= GOAL =
Collect every line of the records containing the string "white" and copy each such line out in full. Case counts.

= LISTING =
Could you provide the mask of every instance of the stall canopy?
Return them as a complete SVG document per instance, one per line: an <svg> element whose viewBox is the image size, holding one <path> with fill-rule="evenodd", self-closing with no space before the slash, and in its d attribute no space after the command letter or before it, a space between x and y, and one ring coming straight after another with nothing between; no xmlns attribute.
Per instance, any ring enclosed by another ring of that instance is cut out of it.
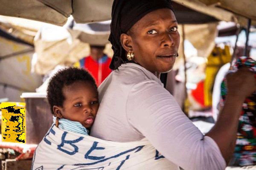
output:
<svg viewBox="0 0 256 170"><path fill-rule="evenodd" d="M71 15L77 23L109 20L113 0L0 0L0 14L63 26Z"/></svg>
<svg viewBox="0 0 256 170"><path fill-rule="evenodd" d="M111 19L113 1L113 0L20 0L17 3L16 0L0 0L0 14L36 20L58 26L64 25L71 15L77 23L95 22ZM184 20L195 23L197 20L209 22L215 18L246 25L247 18L253 20L253 24L256 21L256 1L254 0L173 0L173 3L180 23ZM181 6L177 6L176 3ZM192 13L192 10L188 10L183 6L206 15L198 16L196 13ZM186 12L188 15L186 14ZM194 14L196 15L194 15L196 17L193 17L191 20L191 17ZM188 16L189 17L188 17Z"/></svg>

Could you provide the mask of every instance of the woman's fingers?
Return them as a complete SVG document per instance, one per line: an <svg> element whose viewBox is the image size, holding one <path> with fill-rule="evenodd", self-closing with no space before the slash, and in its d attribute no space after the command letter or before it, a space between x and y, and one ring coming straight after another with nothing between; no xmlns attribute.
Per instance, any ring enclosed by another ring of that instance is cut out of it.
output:
<svg viewBox="0 0 256 170"><path fill-rule="evenodd" d="M228 94L245 98L256 91L255 73L247 67L239 68L235 73L227 76Z"/></svg>

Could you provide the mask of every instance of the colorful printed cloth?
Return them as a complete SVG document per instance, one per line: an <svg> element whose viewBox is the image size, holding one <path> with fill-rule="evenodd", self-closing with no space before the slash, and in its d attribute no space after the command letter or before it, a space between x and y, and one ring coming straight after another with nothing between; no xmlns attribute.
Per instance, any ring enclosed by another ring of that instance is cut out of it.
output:
<svg viewBox="0 0 256 170"><path fill-rule="evenodd" d="M250 58L241 57L228 73L237 71L242 66L247 66L250 71L256 73L256 61ZM224 78L221 85L222 103L227 93L226 82ZM241 166L256 164L256 92L246 98L243 104L235 152L230 164Z"/></svg>

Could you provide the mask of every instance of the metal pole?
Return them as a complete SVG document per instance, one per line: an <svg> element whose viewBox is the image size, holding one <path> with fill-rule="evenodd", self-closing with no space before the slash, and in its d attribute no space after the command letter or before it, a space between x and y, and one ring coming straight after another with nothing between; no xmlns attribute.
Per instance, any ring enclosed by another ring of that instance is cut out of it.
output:
<svg viewBox="0 0 256 170"><path fill-rule="evenodd" d="M239 28L236 31L236 43L235 43L235 47L234 47L234 50L233 51L233 54L232 54L232 57L231 58L231 60L230 62L230 67L231 67L231 65L232 65L232 62L234 60L234 59L235 59L235 56L236 56L236 48L237 48L237 41L238 40L238 37L239 37L239 34L240 32L240 31L241 28Z"/></svg>
<svg viewBox="0 0 256 170"><path fill-rule="evenodd" d="M251 26L252 22L252 20L251 19L248 19L248 25L247 26L247 30L246 31L246 41L245 42L245 48L244 51L244 56L247 56L247 51L248 50L248 41L249 40L249 34L250 34L250 28Z"/></svg>

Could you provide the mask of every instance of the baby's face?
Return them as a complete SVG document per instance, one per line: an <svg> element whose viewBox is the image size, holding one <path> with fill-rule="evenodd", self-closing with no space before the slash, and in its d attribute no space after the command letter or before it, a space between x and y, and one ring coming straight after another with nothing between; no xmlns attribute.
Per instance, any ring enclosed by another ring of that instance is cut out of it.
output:
<svg viewBox="0 0 256 170"><path fill-rule="evenodd" d="M63 118L79 122L87 128L90 128L99 106L94 86L89 82L76 82L64 86L62 93L65 97L61 109Z"/></svg>

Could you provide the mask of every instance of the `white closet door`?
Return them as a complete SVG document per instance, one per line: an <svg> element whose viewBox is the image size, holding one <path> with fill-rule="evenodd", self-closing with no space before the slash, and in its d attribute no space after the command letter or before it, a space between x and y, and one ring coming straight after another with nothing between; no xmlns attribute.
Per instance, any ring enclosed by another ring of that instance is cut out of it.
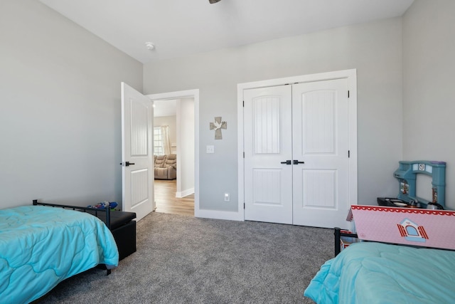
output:
<svg viewBox="0 0 455 304"><path fill-rule="evenodd" d="M291 98L290 85L244 90L246 220L292 224Z"/></svg>
<svg viewBox="0 0 455 304"><path fill-rule="evenodd" d="M348 80L293 85L293 223L346 227L349 209Z"/></svg>

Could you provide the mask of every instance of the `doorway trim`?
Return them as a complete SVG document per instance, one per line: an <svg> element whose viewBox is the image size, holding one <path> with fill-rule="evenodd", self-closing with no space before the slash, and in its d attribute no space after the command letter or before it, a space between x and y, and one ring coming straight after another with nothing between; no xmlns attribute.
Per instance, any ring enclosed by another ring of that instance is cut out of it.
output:
<svg viewBox="0 0 455 304"><path fill-rule="evenodd" d="M343 70L333 72L320 73L283 78L270 79L251 83L239 83L237 85L237 179L238 179L238 213L239 219L245 220L245 165L244 134L243 134L243 90L247 89L328 80L332 79L348 79L348 147L349 157L349 204L357 204L357 69ZM348 210L346 210L346 214Z"/></svg>
<svg viewBox="0 0 455 304"><path fill-rule="evenodd" d="M194 216L199 210L199 89L168 92L146 95L151 100L193 98L194 100ZM177 145L178 149L178 145Z"/></svg>

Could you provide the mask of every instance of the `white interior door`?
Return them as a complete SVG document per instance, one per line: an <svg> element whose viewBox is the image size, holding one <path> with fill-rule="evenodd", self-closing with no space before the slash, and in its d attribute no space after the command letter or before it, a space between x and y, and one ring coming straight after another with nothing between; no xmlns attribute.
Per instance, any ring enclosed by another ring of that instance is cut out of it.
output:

= OUTPUT OF THE TASK =
Could you provide the mask of every instance of the `white closet door`?
Could you provide the mask of every instance of the `white interior door`?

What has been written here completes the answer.